AIM: Arrange only the lines below from the one containing "Segment the blue" through the one containing "199 111 L 180", both included, as a Markdown table with the columns Row and Text. Omit any blank lines.

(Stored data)
....
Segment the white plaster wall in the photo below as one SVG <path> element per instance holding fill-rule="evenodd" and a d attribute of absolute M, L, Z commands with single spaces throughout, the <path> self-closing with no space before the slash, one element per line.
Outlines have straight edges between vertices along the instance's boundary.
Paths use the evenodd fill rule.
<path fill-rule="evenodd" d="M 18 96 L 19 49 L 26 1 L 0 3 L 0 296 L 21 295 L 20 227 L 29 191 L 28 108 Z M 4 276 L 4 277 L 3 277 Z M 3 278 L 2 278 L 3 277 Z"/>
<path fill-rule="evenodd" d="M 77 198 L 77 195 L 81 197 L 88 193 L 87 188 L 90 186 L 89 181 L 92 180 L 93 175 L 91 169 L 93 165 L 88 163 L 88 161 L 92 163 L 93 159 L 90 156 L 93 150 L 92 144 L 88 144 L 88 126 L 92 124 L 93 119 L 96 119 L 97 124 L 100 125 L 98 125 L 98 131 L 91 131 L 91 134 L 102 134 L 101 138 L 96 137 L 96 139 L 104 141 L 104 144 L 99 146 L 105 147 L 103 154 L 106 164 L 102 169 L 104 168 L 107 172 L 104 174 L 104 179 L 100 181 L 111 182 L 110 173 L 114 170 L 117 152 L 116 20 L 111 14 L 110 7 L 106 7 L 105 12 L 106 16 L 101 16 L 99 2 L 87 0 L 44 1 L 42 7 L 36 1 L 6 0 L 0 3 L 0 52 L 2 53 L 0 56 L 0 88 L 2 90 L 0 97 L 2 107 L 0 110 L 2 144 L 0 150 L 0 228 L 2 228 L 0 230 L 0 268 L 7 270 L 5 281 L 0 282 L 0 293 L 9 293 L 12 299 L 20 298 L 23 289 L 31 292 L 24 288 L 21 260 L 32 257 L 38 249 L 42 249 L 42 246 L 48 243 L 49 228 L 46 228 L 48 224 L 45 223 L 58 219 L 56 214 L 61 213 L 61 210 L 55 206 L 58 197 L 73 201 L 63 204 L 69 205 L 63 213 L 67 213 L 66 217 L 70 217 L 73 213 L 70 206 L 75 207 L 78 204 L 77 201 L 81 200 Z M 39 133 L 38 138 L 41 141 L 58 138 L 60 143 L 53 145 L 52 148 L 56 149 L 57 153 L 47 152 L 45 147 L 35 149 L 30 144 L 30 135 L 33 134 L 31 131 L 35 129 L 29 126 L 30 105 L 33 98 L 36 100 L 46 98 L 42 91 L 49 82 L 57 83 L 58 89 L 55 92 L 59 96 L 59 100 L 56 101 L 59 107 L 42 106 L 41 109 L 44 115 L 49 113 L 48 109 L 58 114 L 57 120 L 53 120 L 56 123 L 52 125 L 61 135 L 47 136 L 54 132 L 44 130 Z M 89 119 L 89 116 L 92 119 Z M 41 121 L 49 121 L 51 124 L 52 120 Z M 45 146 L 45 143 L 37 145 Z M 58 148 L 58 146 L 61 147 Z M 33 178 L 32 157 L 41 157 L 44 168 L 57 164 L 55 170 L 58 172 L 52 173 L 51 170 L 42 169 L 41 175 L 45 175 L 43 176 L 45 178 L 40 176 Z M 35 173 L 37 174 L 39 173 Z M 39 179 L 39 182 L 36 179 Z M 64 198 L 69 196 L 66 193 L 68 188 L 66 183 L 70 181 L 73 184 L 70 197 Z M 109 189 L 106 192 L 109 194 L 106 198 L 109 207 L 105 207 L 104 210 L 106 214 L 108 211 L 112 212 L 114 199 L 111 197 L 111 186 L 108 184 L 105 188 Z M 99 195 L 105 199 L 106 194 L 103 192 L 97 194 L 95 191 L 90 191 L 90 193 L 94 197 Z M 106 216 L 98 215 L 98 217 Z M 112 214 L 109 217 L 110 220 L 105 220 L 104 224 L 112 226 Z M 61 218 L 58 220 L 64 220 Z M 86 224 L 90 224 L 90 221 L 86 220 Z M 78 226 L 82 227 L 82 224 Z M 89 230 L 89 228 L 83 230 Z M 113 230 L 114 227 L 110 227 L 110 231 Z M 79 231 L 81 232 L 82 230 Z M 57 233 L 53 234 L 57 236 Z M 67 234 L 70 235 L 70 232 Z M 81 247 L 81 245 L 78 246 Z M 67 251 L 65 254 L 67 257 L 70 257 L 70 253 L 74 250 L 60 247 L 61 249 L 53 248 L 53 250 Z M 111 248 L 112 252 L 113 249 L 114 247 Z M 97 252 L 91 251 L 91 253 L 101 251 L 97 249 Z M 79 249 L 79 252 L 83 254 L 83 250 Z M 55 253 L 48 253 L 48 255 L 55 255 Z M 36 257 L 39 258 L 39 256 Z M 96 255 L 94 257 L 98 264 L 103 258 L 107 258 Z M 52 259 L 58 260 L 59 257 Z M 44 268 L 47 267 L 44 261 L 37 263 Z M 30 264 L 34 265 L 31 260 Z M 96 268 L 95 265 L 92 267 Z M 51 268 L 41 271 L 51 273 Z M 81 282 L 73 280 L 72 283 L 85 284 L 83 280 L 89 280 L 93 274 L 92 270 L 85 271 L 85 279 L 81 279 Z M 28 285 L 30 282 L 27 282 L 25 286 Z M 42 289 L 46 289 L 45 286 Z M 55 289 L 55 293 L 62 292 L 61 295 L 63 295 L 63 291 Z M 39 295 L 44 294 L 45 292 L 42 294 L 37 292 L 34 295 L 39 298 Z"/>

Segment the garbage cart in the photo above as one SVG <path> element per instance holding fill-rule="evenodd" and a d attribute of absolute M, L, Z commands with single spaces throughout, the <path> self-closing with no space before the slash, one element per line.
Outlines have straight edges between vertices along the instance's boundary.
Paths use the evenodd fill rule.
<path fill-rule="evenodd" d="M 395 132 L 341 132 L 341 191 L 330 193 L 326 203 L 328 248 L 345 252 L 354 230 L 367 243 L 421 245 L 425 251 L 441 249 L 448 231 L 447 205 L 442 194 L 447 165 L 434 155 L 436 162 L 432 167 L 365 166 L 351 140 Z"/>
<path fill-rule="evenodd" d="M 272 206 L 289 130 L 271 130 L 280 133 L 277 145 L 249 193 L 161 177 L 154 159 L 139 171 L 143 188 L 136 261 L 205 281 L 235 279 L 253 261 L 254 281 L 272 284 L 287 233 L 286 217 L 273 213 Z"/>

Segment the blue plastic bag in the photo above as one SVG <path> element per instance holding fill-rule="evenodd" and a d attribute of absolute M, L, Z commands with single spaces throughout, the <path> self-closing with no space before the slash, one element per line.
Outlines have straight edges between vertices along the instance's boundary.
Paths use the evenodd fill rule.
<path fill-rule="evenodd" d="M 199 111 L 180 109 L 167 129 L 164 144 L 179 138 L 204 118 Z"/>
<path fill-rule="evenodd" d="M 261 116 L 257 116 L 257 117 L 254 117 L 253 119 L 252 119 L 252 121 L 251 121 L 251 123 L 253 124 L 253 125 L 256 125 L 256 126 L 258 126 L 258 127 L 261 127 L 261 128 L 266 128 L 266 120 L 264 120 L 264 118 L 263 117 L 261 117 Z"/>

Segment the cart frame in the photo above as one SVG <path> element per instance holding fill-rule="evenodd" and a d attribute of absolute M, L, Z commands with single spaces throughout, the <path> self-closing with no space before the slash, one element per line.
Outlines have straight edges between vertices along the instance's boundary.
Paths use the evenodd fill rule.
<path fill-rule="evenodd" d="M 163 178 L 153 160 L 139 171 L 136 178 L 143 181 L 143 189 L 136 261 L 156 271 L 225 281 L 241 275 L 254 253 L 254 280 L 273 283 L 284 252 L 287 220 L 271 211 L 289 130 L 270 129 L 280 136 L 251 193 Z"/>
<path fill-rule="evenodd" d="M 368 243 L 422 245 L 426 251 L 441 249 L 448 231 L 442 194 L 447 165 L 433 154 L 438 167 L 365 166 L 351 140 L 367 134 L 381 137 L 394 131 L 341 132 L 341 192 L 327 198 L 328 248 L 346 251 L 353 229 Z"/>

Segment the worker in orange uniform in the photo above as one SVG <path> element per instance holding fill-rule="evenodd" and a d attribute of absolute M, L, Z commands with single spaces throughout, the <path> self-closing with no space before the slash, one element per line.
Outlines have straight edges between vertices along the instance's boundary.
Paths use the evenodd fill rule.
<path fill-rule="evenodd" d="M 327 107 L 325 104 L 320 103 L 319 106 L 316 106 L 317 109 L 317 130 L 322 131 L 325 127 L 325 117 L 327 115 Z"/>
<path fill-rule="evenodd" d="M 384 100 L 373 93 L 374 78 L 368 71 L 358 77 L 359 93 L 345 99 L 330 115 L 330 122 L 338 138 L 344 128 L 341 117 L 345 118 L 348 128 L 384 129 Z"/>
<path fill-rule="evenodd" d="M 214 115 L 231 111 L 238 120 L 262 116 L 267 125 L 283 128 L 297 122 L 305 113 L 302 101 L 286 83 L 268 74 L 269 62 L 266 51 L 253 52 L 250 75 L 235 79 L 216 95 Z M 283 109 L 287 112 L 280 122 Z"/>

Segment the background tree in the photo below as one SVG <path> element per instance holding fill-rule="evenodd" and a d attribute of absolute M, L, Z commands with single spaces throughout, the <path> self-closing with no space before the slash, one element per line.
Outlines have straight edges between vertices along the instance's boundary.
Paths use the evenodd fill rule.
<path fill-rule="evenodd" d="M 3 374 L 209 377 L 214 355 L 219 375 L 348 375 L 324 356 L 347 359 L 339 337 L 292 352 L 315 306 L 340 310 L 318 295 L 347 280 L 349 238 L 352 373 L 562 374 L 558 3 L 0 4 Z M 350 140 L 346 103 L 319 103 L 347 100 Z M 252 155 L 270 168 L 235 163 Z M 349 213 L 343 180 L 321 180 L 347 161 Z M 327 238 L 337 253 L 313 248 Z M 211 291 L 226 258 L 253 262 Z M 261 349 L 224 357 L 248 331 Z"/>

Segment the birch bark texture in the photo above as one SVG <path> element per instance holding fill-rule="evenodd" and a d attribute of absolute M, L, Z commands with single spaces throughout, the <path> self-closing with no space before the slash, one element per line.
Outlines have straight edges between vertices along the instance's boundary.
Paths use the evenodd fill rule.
....
THE SOLUTION:
| Row | Text |
|---|---|
| 1 | Segment the blue plastic bag in the photo above as one SVG <path> element per instance holding fill-rule="evenodd" and a d attribute of absolute M, L, Z commands with single spaces throughout, the <path> self-closing with no space before the slash, one element per line. |
| 2 | Outlines have straight edges between vertices along the instance's boundary. |
| 3 | Paths use the evenodd fill rule. |
| 4 | <path fill-rule="evenodd" d="M 199 111 L 180 109 L 167 129 L 164 144 L 179 138 L 204 118 Z"/> |